◆ **WHAT YOU ARE ASKED TO DO**
Your output should be an exact copy of the records, with no pictures in it.

◆ **Saved data entries**

'''

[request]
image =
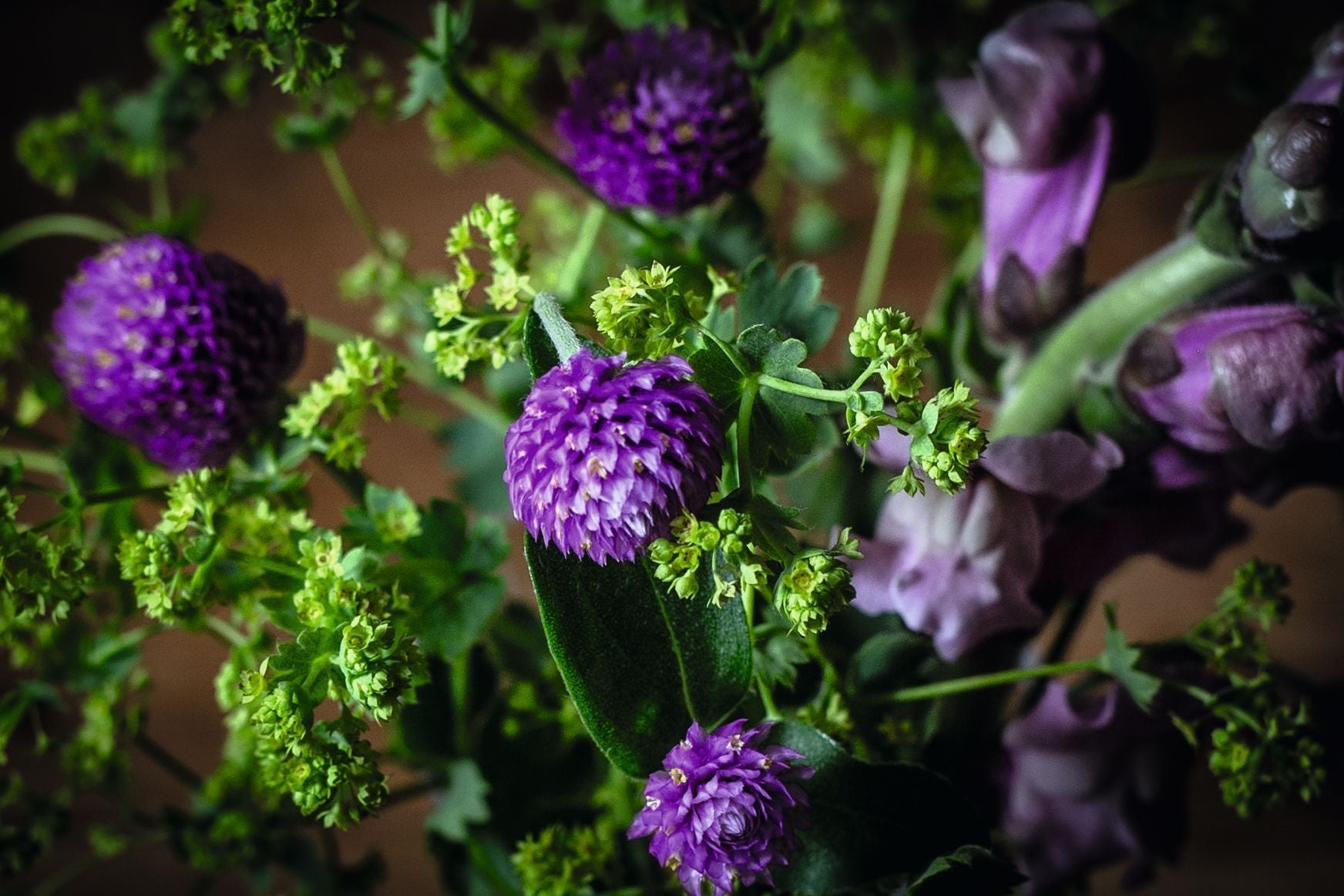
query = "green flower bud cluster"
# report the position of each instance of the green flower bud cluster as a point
(1261, 746)
(944, 440)
(42, 576)
(643, 312)
(462, 334)
(563, 860)
(724, 549)
(816, 586)
(331, 413)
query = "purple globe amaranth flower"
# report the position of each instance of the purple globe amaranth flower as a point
(1258, 377)
(178, 351)
(724, 807)
(1090, 784)
(664, 121)
(960, 567)
(1326, 79)
(1054, 109)
(605, 455)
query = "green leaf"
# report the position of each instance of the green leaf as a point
(971, 869)
(789, 304)
(639, 663)
(870, 821)
(462, 804)
(1121, 663)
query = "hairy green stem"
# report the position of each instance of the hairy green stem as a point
(991, 680)
(459, 395)
(1104, 324)
(895, 178)
(577, 261)
(547, 307)
(62, 225)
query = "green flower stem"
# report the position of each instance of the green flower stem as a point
(1101, 327)
(547, 307)
(839, 397)
(462, 397)
(576, 262)
(79, 226)
(895, 178)
(991, 680)
(744, 437)
(35, 461)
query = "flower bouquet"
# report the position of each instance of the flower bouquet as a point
(737, 589)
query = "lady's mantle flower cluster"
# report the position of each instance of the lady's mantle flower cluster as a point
(605, 455)
(724, 807)
(464, 335)
(176, 351)
(664, 121)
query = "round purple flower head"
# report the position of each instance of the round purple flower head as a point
(724, 807)
(173, 350)
(664, 121)
(606, 455)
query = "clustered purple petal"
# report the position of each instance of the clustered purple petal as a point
(605, 455)
(173, 350)
(664, 121)
(724, 807)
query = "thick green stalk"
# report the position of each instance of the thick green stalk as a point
(991, 680)
(895, 178)
(79, 226)
(1104, 324)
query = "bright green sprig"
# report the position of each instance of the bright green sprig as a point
(465, 335)
(331, 413)
(644, 312)
(1262, 749)
(563, 860)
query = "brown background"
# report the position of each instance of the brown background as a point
(276, 213)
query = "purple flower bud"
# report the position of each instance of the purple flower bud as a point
(724, 807)
(606, 455)
(664, 121)
(960, 567)
(176, 351)
(1324, 81)
(1289, 187)
(1039, 85)
(1092, 784)
(1255, 375)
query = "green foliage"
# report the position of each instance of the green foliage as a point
(331, 413)
(277, 34)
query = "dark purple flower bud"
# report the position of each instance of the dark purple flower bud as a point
(1090, 784)
(1324, 81)
(664, 121)
(176, 351)
(960, 567)
(724, 807)
(1289, 187)
(1039, 85)
(606, 455)
(1249, 377)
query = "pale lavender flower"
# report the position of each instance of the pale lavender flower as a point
(724, 809)
(605, 455)
(176, 351)
(1090, 784)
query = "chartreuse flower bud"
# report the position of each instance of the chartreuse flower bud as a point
(643, 312)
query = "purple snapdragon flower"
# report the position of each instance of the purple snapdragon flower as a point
(605, 455)
(176, 351)
(960, 567)
(1258, 377)
(1054, 109)
(1089, 784)
(724, 807)
(664, 121)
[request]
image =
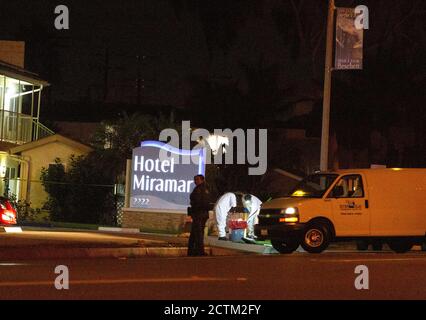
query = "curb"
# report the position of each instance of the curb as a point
(13, 254)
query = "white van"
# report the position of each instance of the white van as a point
(368, 204)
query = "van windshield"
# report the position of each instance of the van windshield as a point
(313, 186)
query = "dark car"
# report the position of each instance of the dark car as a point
(7, 212)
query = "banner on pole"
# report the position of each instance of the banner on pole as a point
(349, 41)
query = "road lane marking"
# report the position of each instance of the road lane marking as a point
(122, 281)
(413, 259)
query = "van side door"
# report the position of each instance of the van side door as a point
(349, 204)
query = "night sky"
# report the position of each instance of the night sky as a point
(256, 55)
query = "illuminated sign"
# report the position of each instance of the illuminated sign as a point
(162, 176)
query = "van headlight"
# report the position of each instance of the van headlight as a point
(289, 211)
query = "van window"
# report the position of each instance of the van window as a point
(348, 187)
(313, 186)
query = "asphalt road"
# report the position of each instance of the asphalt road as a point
(275, 277)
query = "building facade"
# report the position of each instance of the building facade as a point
(20, 106)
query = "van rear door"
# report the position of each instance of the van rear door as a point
(349, 202)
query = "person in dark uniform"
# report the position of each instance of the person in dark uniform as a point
(199, 212)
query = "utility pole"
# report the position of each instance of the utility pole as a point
(327, 87)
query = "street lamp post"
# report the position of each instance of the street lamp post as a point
(327, 87)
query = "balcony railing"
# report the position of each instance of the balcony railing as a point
(19, 128)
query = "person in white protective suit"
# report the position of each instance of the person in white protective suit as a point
(252, 207)
(225, 203)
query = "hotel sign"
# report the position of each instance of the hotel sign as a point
(162, 176)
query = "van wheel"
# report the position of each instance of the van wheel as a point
(316, 237)
(285, 245)
(400, 245)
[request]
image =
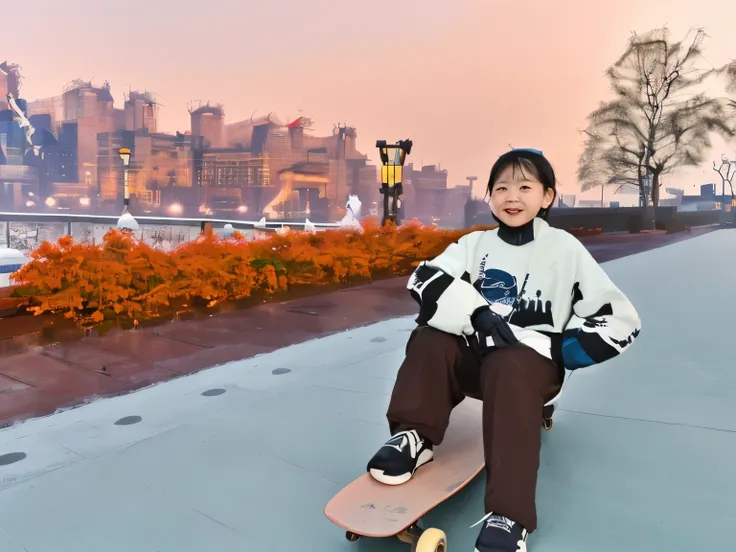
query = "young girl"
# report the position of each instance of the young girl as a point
(502, 314)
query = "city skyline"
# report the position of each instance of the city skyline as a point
(465, 80)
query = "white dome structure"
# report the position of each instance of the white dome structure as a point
(10, 261)
(127, 222)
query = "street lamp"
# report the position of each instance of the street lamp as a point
(392, 175)
(126, 220)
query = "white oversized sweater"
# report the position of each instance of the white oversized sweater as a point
(556, 297)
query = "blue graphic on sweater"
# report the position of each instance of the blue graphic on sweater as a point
(573, 354)
(498, 286)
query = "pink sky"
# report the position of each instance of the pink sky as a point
(462, 79)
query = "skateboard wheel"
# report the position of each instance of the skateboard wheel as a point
(432, 540)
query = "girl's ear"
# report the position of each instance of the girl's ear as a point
(549, 196)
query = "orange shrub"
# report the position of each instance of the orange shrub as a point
(123, 276)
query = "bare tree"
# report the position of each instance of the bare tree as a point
(727, 175)
(660, 118)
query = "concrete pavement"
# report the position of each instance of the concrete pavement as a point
(244, 456)
(41, 380)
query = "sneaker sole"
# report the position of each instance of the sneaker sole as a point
(425, 457)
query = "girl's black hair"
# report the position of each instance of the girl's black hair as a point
(534, 163)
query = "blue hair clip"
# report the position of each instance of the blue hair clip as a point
(531, 150)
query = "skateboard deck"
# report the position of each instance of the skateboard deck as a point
(368, 508)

'''

◆ **TASK RESULT**
[request]
image =
query = "green flower bud cluster"
# report the position of each instance of the green flower bud cluster as a point
(1261, 746)
(944, 440)
(42, 576)
(643, 312)
(462, 334)
(563, 860)
(724, 549)
(816, 586)
(331, 413)
query = "purple globe amaranth flower"
# report the position of each instance of the purple globe amaranth flower as a point
(1258, 377)
(178, 351)
(724, 807)
(1090, 784)
(664, 121)
(960, 567)
(1326, 79)
(1054, 109)
(605, 455)
query = "green leaf"
# report the position of each instance of the green leaf as a point
(971, 869)
(789, 304)
(639, 663)
(870, 821)
(462, 804)
(1121, 663)
query = "hairy green stem"
# report the position of each instance of the hairy green stem as a point
(991, 680)
(459, 395)
(1104, 324)
(895, 178)
(577, 261)
(547, 307)
(62, 225)
query = "green flower stem"
# report the position of each instance of the green flower stem as a point
(1101, 327)
(547, 307)
(839, 397)
(462, 397)
(576, 262)
(79, 226)
(895, 178)
(991, 680)
(744, 437)
(35, 461)
query = "flower bouquet"
# report the position of each instance of the flower bouquet as a point
(737, 589)
query = "lady's mantle flower cluster"
# report the position of each instance of the lady's mantle flower cluster as a point
(605, 455)
(724, 807)
(464, 335)
(176, 351)
(664, 121)
query = "round purple flower head"
# report the position of each instance of the round purple flower head as a point
(724, 807)
(173, 350)
(664, 121)
(606, 455)
query = "clustered purple petal"
# report the position of each instance of the clustered purple petal as a point
(605, 455)
(173, 350)
(664, 121)
(724, 807)
query = "thick green stalk"
# report the position of each instance of the thick green stalk as a point
(991, 680)
(895, 178)
(79, 226)
(1104, 324)
query = "bright green sprig"
# report the position of each instance of the bright green sprig as a point
(465, 335)
(331, 413)
(644, 312)
(1262, 749)
(563, 860)
query = "brown background"
# report the position of each instance of the brown background as a point
(276, 213)
query = "purple flower bud"
# report the position of each instance of the purple flower bud as a point
(724, 807)
(606, 455)
(664, 121)
(960, 567)
(176, 351)
(1324, 81)
(1289, 187)
(1039, 85)
(1092, 784)
(1255, 375)
query = "green foliage"
# report the position of each instance of the green foliage as a point
(331, 413)
(277, 34)
query = "dark purple flower bud"
# report the position of each instance of the dark purple flower bud as a point
(1090, 784)
(1324, 81)
(664, 121)
(176, 351)
(960, 567)
(724, 807)
(1289, 187)
(1039, 85)
(606, 455)
(1249, 377)
query = "pale lavender flower"
# report the position of each instance of the pale lavender flower as a point
(724, 809)
(605, 455)
(176, 351)
(1090, 784)
query = "chartreuse flower bud"
# report the position of each instance of the chartreuse flower bud as a point
(643, 312)
query = "purple snapdragon flower"
# report the position of each instance of the purple snapdragon flower as a point
(605, 455)
(176, 351)
(960, 567)
(1258, 377)
(1054, 109)
(1089, 784)
(724, 807)
(664, 121)
[request]
image =
query = "curb"
# report the position of each instance of the curb as a point
(13, 254)
query = "white van"
# report the position of each instance of the white van as a point
(368, 204)
query = "van windshield"
# report the position of each instance of the van windshield as a point
(313, 186)
query = "dark car"
# report the position of each instance of the dark car as a point
(7, 212)
query = "banner on pole"
# report the position of each instance of the banner on pole as a point
(349, 41)
query = "road lane marking"
# report the position of each instance of the road lane marking as a point
(122, 281)
(413, 259)
query = "van side door"
# report the position of each instance of the van side door as a point
(349, 204)
query = "night sky"
# report the position of each instance of the night sky as a point
(256, 55)
query = "illuminated sign"
# report the position of each instance of the illuminated sign as a point
(162, 176)
query = "van headlight"
# report the position of each instance of the van headlight as a point
(289, 211)
query = "van window"
# report the position of each instance of the van window as a point
(348, 187)
(313, 186)
query = "asphalt road"
# report the position of each instance of the asphalt road as a point
(275, 277)
query = "building facade"
# report the position of each instance of the building facade as a point
(20, 106)
query = "van rear door"
# report the position of each instance of the van rear door as a point
(349, 202)
query = "person in dark uniform"
# report the position of each instance of the person in dark uniform as a point
(199, 212)
query = "utility pole"
# report the position of each instance of the utility pole as a point
(327, 87)
query = "street lamp post"
# report the position of each instance of the street lamp post as a point
(327, 87)
query = "balcony railing"
# report the position of each instance of the balcony railing as a point
(19, 128)
query = "person in white protective suit"
# report the position of each instance of the person in white protective suit as a point
(252, 207)
(225, 203)
query = "hotel sign"
# report the position of each instance of the hotel sign as a point
(162, 176)
query = "van wheel"
# report the position of each instance of the van wheel as a point
(316, 237)
(285, 245)
(400, 245)
[request]
image =
query = "young girl"
# report the position of each instance of the young girl as a point
(502, 314)
query = "city skyline"
# report the position of each instance of the city skyline as a point
(465, 80)
query = "white dome structure"
# report the position of each instance of the white dome structure as a point
(10, 261)
(127, 222)
query = "street lamp"
# report the position of each instance of the street lamp as a point
(392, 175)
(126, 220)
query = "white oversized sweater"
# report the position of each instance of the white oversized sweater as a point
(556, 297)
query = "blue graphic on sweater"
# report the position of each instance of the blue graphic on sweater as a point
(573, 354)
(498, 286)
query = "pink sky"
# report the position of each instance of the pink sky as a point
(462, 79)
query = "skateboard wheel"
# report the position of each instance of the skateboard wheel as a point
(432, 540)
query = "girl's ear"
# report the position of each instance of the girl's ear as a point
(549, 196)
query = "orange shrub"
# report the position of each instance of the orange shrub as a point
(123, 276)
query = "bare tree"
# report the position of each instance of the bare tree as a point
(727, 175)
(660, 118)
query = "concrete pavement"
# report the position of each instance of the concrete pavement as a point
(244, 456)
(41, 380)
query = "sneaker sole"
# report the position of each instance of the sneaker sole as a point
(425, 457)
query = "girl's black hair"
# report the position of each instance of the girl's black hair as a point
(534, 163)
query = "blue hair clip"
# report the position of each instance of the blue hair clip as a point
(531, 150)
query = "skateboard deck"
# report the position of each instance of the skateboard deck as a point
(368, 508)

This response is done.